## Written exercise 1
Tally the lines of the records below that contain the string "target", treating uppercase and lowercase as different. Reply with the number alone.

## Text extract
=======

# I passed my driving test



## mimimaus (Aug 16, 2005)

Hi all,

just wanted to say on Saturday I went for a job interview and got the job. Also today I had my driving test and PASSED!!! First time. I was anxious but i still got it.

Am so happy now.


----------



## AppleEatsWorm (Apr 2, 2005)

congrats!! =)


----------



## malcman (Jun 24, 2005)

That is great. It took me 3 times to pass. It wasn't that I couldn't do it. It was because I was so d*** nervous. *performance anxiety*.


----------



## mimimaus (Aug 16, 2005)

Thanks guys,

I stalled the engine twice and parked liked crap but still passed. Today I have being driving everywhere!


----------



## whiteclouds (Mar 18, 2004)

.


----------



## Anatomica (May 23, 2005)

awesome dude!, wtg man :banana


----------



## David1976 (Nov 8, 2003)

You're on a roll!  good job!


----------



## CodeWeasel (Aug 11, 2005)

GermanHermit said:


> Gleich zwei Dinge auf einmal!!!


What he said! :lol Seriously, good job!


----------



## mimimaus (Aug 16, 2005)

=======

## Records shown
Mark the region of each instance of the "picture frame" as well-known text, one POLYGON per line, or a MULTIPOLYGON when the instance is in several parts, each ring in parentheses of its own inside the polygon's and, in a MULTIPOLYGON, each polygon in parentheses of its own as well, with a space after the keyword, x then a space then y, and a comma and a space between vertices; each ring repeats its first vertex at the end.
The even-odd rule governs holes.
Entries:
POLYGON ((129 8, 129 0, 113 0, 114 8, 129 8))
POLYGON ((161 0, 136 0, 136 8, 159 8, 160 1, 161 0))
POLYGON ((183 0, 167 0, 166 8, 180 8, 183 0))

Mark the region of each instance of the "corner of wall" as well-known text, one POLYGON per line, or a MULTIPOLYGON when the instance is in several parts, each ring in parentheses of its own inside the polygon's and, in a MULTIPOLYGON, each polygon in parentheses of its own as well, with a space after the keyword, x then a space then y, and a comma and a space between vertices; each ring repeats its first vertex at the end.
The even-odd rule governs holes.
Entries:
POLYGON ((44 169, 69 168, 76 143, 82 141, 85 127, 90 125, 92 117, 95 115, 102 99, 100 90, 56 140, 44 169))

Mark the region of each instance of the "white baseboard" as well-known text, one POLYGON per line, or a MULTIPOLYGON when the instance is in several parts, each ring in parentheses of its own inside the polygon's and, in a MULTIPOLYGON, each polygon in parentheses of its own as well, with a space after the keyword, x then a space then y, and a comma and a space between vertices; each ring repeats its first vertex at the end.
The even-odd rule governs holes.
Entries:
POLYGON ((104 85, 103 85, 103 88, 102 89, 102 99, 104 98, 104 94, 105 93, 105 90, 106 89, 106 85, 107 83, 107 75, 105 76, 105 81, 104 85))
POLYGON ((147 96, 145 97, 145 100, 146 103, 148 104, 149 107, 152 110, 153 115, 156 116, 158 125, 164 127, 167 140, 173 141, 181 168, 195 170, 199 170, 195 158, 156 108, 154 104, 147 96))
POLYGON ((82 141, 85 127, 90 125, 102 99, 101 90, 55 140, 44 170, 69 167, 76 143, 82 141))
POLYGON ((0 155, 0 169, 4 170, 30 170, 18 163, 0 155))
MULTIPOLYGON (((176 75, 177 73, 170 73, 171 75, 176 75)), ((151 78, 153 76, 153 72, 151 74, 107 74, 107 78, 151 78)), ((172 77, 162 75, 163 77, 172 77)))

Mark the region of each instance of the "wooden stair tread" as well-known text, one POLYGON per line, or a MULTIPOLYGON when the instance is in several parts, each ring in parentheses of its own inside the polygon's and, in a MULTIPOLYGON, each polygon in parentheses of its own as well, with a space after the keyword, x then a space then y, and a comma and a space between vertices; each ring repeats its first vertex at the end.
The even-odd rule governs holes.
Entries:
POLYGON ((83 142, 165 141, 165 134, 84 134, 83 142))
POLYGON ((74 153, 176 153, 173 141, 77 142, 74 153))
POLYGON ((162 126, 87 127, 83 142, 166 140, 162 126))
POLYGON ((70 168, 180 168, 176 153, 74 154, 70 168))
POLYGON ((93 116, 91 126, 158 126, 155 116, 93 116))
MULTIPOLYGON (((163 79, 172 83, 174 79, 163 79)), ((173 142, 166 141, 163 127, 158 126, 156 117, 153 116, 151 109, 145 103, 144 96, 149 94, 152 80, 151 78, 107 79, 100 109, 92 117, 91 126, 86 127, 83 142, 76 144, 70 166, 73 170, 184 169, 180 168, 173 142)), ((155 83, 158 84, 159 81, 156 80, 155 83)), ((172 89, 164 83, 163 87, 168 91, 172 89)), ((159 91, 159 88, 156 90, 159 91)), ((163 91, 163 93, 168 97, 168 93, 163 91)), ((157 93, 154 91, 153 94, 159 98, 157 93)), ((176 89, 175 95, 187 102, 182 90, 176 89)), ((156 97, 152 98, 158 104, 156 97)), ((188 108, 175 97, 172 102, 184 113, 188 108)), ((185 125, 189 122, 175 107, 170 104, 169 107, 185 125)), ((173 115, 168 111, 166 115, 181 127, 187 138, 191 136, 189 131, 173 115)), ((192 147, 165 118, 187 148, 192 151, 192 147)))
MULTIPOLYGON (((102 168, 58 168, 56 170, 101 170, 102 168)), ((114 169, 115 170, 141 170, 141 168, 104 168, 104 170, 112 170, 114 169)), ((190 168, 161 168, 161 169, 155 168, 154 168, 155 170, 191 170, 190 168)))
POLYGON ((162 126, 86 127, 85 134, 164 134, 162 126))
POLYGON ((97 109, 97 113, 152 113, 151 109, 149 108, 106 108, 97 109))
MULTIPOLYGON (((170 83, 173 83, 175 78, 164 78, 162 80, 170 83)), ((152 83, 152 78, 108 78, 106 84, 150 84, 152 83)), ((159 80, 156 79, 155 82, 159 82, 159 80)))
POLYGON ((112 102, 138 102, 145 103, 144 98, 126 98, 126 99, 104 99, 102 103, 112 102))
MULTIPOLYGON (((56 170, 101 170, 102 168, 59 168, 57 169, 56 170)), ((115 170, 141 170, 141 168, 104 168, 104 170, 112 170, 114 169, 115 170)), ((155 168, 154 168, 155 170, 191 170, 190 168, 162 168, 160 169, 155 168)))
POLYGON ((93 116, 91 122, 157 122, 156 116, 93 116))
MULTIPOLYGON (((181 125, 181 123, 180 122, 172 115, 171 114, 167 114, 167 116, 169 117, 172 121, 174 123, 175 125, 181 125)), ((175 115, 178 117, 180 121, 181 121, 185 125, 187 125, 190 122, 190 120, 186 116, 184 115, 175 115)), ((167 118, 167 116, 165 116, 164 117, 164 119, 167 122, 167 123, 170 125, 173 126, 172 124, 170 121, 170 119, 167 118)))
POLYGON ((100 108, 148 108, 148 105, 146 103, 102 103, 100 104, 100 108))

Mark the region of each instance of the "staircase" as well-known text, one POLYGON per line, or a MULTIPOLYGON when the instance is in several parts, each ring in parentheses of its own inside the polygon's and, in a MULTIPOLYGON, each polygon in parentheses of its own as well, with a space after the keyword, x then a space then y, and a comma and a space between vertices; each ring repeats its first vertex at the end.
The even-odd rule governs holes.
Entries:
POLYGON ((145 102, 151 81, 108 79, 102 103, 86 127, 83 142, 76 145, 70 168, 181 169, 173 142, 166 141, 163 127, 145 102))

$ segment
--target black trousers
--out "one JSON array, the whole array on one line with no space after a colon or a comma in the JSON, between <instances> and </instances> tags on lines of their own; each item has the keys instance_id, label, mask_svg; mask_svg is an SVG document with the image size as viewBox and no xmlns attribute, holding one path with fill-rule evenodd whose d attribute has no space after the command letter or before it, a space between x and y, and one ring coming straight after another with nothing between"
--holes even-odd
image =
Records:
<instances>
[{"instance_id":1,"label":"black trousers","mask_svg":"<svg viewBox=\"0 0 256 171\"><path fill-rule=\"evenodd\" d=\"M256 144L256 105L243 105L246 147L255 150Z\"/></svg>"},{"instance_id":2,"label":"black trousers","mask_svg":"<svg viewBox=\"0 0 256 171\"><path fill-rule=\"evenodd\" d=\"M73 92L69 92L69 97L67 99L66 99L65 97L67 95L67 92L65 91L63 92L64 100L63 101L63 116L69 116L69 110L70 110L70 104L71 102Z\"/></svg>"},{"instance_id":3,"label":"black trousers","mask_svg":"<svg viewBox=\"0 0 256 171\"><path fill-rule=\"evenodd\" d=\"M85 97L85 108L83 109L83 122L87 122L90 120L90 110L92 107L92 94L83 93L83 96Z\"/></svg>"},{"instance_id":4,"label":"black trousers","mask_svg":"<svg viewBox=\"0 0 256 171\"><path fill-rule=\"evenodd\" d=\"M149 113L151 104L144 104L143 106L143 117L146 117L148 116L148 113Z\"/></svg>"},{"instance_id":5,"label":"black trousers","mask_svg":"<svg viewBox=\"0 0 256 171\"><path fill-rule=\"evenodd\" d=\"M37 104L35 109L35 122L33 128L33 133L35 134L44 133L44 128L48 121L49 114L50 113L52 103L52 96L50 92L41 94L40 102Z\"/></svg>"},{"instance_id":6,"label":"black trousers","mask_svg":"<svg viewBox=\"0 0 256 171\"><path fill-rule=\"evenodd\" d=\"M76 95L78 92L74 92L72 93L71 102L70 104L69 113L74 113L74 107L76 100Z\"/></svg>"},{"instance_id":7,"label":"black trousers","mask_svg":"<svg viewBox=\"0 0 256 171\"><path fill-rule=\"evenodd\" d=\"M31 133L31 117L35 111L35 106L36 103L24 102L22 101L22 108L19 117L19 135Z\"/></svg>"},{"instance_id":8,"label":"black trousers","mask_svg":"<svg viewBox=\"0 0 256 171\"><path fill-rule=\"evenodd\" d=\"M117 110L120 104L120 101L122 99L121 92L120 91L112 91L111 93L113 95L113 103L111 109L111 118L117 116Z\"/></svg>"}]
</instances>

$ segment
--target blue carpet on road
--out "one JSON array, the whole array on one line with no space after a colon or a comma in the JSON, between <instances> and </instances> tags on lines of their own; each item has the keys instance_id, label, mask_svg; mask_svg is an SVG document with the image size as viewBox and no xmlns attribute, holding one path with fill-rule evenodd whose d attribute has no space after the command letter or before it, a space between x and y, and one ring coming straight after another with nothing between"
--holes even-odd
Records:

=======

## Written exercise 2
Answer these questions from the driving test thread above:
(a) According to mimimaus, what was the result of the job interview on Saturday?
(b) How many attempts did malcman need to pass the driving test?
(c) How many times did mimimaus stall the engine during the test?

## Written response 1
2

## Written response 2
(a) mimimaus got the job.
(b) Three.
(c) Twice.